*THE TASK*
Look through the records, and whenever a line includes the word "wood", copy it.

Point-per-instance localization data
*** Block opens ***

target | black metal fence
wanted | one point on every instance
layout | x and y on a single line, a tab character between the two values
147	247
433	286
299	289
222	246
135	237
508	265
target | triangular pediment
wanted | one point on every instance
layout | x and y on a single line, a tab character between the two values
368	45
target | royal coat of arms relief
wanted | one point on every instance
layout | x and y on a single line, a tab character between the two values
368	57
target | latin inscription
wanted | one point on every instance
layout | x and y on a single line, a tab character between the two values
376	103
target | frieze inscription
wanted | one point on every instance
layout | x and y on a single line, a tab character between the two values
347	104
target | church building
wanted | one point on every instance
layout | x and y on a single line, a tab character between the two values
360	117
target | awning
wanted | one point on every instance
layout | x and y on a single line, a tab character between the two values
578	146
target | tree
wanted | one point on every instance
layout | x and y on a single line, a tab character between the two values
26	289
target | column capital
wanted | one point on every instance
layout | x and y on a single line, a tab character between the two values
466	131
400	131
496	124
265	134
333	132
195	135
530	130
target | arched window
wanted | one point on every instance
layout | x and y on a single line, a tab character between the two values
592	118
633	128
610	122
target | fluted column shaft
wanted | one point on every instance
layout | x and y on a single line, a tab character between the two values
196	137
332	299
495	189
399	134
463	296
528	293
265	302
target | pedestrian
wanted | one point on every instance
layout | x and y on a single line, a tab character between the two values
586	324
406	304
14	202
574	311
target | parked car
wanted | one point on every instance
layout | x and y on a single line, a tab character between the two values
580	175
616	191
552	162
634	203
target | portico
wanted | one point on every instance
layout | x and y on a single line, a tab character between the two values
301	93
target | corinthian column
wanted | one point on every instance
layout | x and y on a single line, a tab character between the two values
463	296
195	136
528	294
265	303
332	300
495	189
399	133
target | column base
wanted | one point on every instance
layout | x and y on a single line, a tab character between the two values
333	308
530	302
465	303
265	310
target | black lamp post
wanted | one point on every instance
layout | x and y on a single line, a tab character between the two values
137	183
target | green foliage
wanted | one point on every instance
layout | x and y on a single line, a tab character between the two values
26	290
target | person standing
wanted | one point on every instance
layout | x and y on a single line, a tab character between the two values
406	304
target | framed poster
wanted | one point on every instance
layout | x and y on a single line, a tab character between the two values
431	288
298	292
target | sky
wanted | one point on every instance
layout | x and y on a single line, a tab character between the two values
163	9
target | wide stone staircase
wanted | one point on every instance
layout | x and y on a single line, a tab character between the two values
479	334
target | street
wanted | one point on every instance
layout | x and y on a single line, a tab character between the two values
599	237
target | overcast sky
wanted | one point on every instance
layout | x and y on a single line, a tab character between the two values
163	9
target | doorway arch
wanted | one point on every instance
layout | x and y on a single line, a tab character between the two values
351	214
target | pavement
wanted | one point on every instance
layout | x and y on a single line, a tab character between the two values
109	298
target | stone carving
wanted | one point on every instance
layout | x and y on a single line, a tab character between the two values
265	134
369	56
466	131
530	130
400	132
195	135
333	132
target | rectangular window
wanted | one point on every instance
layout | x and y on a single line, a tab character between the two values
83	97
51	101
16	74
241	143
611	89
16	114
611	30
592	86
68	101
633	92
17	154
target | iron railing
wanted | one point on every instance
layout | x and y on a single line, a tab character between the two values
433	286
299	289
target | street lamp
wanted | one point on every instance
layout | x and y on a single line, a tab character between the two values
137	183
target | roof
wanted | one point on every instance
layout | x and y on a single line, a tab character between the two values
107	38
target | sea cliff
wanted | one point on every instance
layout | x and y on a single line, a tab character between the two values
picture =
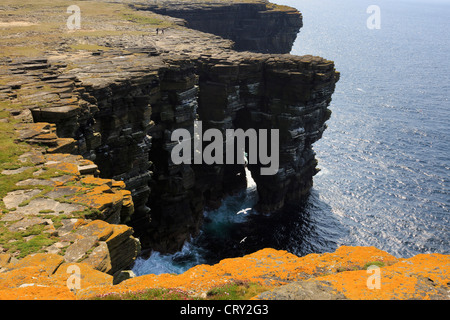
86	175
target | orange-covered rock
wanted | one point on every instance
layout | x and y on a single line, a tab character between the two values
338	275
268	266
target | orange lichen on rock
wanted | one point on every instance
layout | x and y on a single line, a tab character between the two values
269	267
424	276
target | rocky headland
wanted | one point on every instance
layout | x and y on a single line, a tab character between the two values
86	118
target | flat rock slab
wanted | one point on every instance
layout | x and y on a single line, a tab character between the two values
303	290
12	216
48	206
23	224
79	248
15	171
13	199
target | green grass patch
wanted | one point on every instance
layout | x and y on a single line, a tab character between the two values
236	290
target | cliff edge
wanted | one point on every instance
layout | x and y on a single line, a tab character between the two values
86	117
356	273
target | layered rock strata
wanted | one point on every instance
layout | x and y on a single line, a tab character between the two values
118	108
256	26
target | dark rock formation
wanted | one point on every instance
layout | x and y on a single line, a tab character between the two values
118	108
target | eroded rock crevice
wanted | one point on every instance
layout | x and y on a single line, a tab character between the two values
118	108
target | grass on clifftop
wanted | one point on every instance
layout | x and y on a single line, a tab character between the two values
238	290
30	28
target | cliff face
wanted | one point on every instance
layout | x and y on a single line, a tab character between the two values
119	105
256	26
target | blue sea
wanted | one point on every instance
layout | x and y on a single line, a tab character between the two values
385	157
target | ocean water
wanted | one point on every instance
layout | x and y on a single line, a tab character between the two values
385	158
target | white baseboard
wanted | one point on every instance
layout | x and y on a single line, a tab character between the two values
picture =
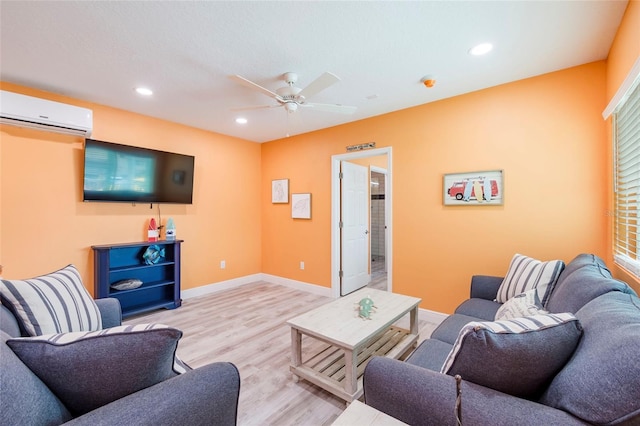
431	316
423	314
298	285
237	282
220	286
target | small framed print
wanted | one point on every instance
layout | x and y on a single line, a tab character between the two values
484	188
280	191
301	206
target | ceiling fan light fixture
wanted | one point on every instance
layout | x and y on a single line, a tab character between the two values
481	49
291	107
144	91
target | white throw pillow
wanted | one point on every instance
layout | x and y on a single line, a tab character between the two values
526	273
519	356
523	305
52	303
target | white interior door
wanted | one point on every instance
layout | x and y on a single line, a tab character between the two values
354	231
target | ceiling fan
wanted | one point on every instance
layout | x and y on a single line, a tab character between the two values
291	97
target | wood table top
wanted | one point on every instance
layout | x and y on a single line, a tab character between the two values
338	321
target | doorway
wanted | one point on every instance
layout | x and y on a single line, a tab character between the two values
336	254
378	228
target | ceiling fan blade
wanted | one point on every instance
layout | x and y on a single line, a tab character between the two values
319	84
247	108
250	84
341	109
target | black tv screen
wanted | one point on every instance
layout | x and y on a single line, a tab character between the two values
122	173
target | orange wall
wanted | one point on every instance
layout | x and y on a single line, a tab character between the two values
44	224
546	133
625	51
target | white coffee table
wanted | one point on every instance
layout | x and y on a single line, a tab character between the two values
352	341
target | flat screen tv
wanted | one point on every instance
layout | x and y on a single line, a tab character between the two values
122	173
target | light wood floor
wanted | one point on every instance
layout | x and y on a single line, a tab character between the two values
246	326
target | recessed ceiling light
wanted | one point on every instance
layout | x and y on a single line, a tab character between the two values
481	49
144	91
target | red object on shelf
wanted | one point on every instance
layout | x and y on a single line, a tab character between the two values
153	230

*** Block closes ***

*TASK RESPONSE*
target | wood table top
target | light wood floor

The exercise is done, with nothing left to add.